**EXCERPTED PASSAGE:**
_ _ _ _ _ _ _

We also found significant correlations between gray matter anomalies and depression severity or anxiety symptoms. More importantly, significant correlations can be defined as 4 trend models. Three trend models (Models I, II, and IV; 13 of 17 ROIs) revealed an opposite direction of association between regional brain volumes and either depression or anxiety scores; the values of RGMV were decreased with depression severity but increased with anxiety symptoms. These results further support the findings from our VBM analysis, which showed an opposite direction of RGMV abnormalities for the DP and DPA groups when compared with the NC group. Anxiety disorders are marked by excessive fear (and avoidance), often in response to specific objects or situations and in the absence of true danger.[47] However, MDD is a prevalent mental health concern and is associated with significant disability and suffering.[48,49] Thus, our trend model findings (Models I, II, and IV) may help to explain the neurobiological differences between depressive patients with and without anxiety. Importantly, the left INS cortex showed a trend Model I with a strong positive correlation between the RGMV and HAMA. The INS cortex is associated with modulating subjective feeling states and interoceptive awareness.[50] Moreover, the INS is known to play a key role in the process whereby an increased prediction signal of a prospective aversive body state triggers an increase in anxious affect, worrisome thoughts, and other avoidance behaviors.[34] Finally, heightened activation of the insular cortex has been observed in many of the anxiety disorders.[47] Given this evidence, we speculated that the left insular cortex might be critically important for distinguishing depressive patients with anxiety from those without anxiety.

_ _ _ _ _ _ _

**Records from a data source:**
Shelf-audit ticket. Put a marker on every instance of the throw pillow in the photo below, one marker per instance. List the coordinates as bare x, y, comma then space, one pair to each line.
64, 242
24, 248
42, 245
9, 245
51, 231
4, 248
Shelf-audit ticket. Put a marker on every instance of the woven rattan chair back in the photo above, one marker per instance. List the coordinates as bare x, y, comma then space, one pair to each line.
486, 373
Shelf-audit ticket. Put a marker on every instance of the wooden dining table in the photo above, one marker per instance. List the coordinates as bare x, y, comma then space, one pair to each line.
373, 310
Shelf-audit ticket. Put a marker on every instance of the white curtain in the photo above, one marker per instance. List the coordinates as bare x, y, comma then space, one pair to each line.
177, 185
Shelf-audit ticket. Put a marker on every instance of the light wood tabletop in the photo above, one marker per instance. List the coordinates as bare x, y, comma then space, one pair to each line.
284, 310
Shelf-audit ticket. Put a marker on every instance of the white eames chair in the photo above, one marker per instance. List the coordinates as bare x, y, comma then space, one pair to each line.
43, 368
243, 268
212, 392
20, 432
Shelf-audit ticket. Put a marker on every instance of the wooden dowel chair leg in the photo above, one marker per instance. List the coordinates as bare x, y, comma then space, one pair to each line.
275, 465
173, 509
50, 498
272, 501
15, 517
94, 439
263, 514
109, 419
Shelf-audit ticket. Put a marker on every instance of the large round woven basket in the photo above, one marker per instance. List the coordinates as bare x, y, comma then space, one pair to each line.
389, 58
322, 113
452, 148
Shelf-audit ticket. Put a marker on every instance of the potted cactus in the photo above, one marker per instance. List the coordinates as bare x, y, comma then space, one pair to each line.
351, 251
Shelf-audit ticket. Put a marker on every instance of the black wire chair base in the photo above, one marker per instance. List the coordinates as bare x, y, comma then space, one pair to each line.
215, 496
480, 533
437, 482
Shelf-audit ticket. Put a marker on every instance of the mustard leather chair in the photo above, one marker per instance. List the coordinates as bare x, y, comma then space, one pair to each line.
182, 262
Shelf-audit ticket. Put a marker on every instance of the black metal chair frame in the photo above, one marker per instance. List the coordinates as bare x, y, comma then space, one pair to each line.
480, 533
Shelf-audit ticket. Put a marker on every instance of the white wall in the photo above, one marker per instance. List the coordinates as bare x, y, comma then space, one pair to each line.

_ _ _ _ _ _ _

**PROBLEM STATEMENT:**
Answer these questions from the excerpt on gray matter and depression:
(a) How many trend models were the significant correlations defined as?
(b) In Models I, II, and IV, how did RGMV values change with depression severity, and how did they change with anxiety symptoms?
(c) Which region showed a trend Model I with a strong positive correlation between RGMV and HAMA?
You can leave the lines aside.

**OUTPUT OF THE TASK:**
(a) Four.
(b) They decreased with depression severity and increased with anxiety symptoms.
(c) The left INS (insular) cortex.